- **Deine Aufgabe**
Tippe alle folgenden Einträge Zeichen für Zeichen ab. Die Bilder lässt du in deiner Antwort weg.

Ausgangsdaten
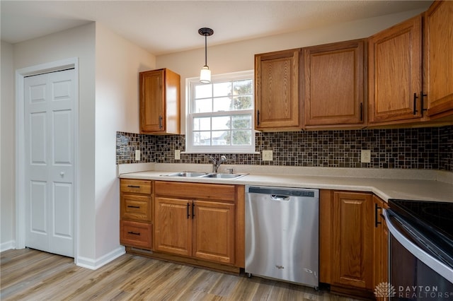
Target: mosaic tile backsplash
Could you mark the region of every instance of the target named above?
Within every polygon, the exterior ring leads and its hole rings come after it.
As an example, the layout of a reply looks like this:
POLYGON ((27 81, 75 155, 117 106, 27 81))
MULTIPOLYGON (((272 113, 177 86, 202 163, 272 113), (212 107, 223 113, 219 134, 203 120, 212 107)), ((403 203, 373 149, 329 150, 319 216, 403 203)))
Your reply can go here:
POLYGON ((117 164, 141 163, 209 164, 210 155, 225 155, 229 164, 428 169, 453 172, 453 126, 420 129, 336 130, 256 133, 260 154, 185 154, 184 135, 151 136, 117 132, 117 164), (371 163, 360 163, 360 150, 371 150, 371 163), (273 161, 260 152, 273 151, 273 161))

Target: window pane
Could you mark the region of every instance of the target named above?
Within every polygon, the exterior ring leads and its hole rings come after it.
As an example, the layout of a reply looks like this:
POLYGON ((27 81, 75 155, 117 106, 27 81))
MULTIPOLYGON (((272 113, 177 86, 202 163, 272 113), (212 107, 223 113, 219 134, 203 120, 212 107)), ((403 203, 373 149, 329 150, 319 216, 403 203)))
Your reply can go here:
POLYGON ((212 145, 225 146, 229 144, 229 131, 212 131, 212 145))
POLYGON ((233 90, 234 95, 252 94, 253 81, 251 79, 245 81, 237 81, 233 83, 233 90))
POLYGON ((204 84, 195 85, 195 98, 209 98, 212 97, 212 85, 204 84))
POLYGON ((231 83, 217 83, 214 84, 214 97, 229 96, 231 95, 231 83))
POLYGON ((193 145, 194 146, 209 146, 211 143, 210 131, 194 131, 193 145))
POLYGON ((231 122, 229 116, 221 116, 219 117, 212 117, 212 129, 229 129, 231 122))
POLYGON ((230 98, 214 98, 213 112, 230 111, 231 110, 231 99, 230 98))
POLYGON ((251 131, 233 131, 232 145, 234 146, 250 146, 252 143, 251 131))
POLYGON ((233 125, 231 129, 250 129, 252 128, 251 115, 236 115, 232 116, 233 125))
POLYGON ((194 131, 209 131, 211 129, 211 117, 194 118, 194 131))
POLYGON ((252 96, 235 96, 233 98, 234 110, 250 110, 253 108, 252 96))
POLYGON ((194 113, 204 113, 206 112, 212 112, 212 98, 203 98, 195 100, 195 107, 194 113))

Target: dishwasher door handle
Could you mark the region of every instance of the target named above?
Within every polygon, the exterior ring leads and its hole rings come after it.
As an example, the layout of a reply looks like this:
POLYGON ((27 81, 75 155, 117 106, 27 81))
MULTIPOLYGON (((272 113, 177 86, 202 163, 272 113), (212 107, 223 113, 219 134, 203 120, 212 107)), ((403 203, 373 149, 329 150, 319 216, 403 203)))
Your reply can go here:
POLYGON ((272 199, 274 201, 289 201, 289 196, 282 196, 279 194, 271 194, 270 199, 272 199))

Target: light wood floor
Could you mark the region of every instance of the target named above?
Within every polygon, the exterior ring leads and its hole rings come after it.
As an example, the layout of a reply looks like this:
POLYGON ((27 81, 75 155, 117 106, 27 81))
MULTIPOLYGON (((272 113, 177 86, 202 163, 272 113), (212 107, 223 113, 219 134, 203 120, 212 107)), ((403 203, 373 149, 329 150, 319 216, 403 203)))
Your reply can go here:
POLYGON ((301 285, 125 254, 96 271, 30 249, 0 253, 1 300, 338 300, 301 285))

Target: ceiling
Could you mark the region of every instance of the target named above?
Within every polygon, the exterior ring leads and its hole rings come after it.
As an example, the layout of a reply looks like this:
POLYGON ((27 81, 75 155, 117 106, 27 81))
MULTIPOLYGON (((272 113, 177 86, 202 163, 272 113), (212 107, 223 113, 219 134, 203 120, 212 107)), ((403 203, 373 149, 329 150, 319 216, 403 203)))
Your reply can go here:
POLYGON ((92 21, 161 55, 426 9, 432 1, 0 1, 1 40, 17 43, 92 21))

- **Deine Antwort**
Target: mosaic tile backsplash
Could you mark the region of every instance of the target named above?
Within every polygon, the exterior ring leads and its hole rings come after it.
As an example, the layout of a reply looks like this:
POLYGON ((27 81, 75 155, 117 106, 27 81))
MULTIPOLYGON (((272 113, 177 86, 202 163, 272 113), (212 107, 223 113, 219 134, 203 120, 212 107)), ((403 203, 373 149, 329 150, 319 216, 403 203)))
Your reply can go here:
POLYGON ((117 164, 141 163, 209 164, 210 155, 225 155, 229 164, 428 169, 453 172, 453 126, 420 129, 336 130, 256 133, 260 154, 185 154, 184 135, 151 136, 117 132, 117 164), (371 163, 360 163, 360 150, 371 150, 371 163), (273 161, 260 152, 273 151, 273 161))

Target: window pane
Could you mark the region of every instance of the target named above?
Within every polygon, the exterior ring leads and its hole rings come after it.
As an example, the layout of a reply looks like this:
POLYGON ((27 81, 75 155, 117 106, 27 81))
MULTIPOLYGON (((272 113, 177 86, 202 163, 272 113), (212 107, 223 113, 219 134, 203 120, 212 107)), ((403 203, 373 149, 329 150, 319 216, 403 203)))
Your reply can go here:
POLYGON ((212 145, 225 146, 229 144, 229 131, 212 131, 212 145))
POLYGON ((233 90, 234 95, 252 94, 253 81, 251 79, 245 81, 237 81, 233 83, 233 90))
POLYGON ((204 84, 195 85, 195 98, 209 98, 212 97, 212 85, 204 84))
POLYGON ((231 83, 217 83, 214 84, 214 97, 229 96, 231 95, 231 83))
POLYGON ((193 145, 194 146, 209 146, 211 143, 210 131, 194 131, 193 145))
POLYGON ((231 122, 229 116, 221 116, 219 117, 212 117, 212 129, 229 129, 231 122))
POLYGON ((230 98, 214 98, 213 112, 230 111, 231 110, 231 99, 230 98))
POLYGON ((251 131, 233 131, 232 145, 234 146, 250 146, 252 143, 251 131))
POLYGON ((233 125, 231 129, 250 129, 252 128, 251 115, 236 115, 232 116, 233 125))
POLYGON ((194 131, 209 131, 211 129, 211 117, 194 118, 194 131))
POLYGON ((252 96, 235 96, 233 98, 234 110, 250 110, 253 108, 252 96))
POLYGON ((194 113, 204 113, 206 112, 212 112, 212 98, 203 98, 195 100, 195 107, 194 113))

Target: dishwasher door handle
Could you mark the region of every instance of the target named above?
Within every polygon, the exterior ring leads and its hole rings come after it.
As an example, the layout of a reply looks like this:
POLYGON ((27 81, 75 155, 117 106, 27 81))
MULTIPOLYGON (((272 113, 177 86, 202 163, 272 113), (212 107, 223 113, 219 134, 203 120, 212 107)), ((403 203, 373 149, 329 150, 319 216, 403 203)))
Your reply can go here:
POLYGON ((272 199, 274 201, 289 201, 289 196, 282 196, 279 194, 271 194, 270 199, 272 199))

Target: light wood floor
Could you mark the region of every instance of the target named above?
Within every polygon, the exterior ring leads and its hole rings come after it.
As an example, the layout of a reply looks like this:
POLYGON ((27 81, 75 155, 117 106, 27 81))
MULTIPOLYGON (((272 113, 177 86, 202 163, 272 113), (212 107, 223 113, 219 134, 203 120, 212 107)), ((403 203, 373 149, 329 150, 319 216, 403 203)))
Your reply can go here:
POLYGON ((301 285, 125 254, 96 271, 30 249, 0 253, 1 300, 338 300, 301 285))

Target: ceiling
Could you mark the region of every instance of the target named above?
Within every polygon, the exterior ring leads and its hole rings come after it.
As an example, the layout of a reply looks like this:
POLYGON ((27 81, 75 155, 117 106, 27 81))
MULTIPOLYGON (((272 113, 177 86, 202 163, 272 113), (212 107, 223 113, 219 134, 203 120, 212 107)), ((403 203, 373 149, 329 150, 319 216, 403 203)))
Your reply can go here:
POLYGON ((92 21, 161 55, 426 9, 432 1, 0 1, 1 40, 17 43, 92 21))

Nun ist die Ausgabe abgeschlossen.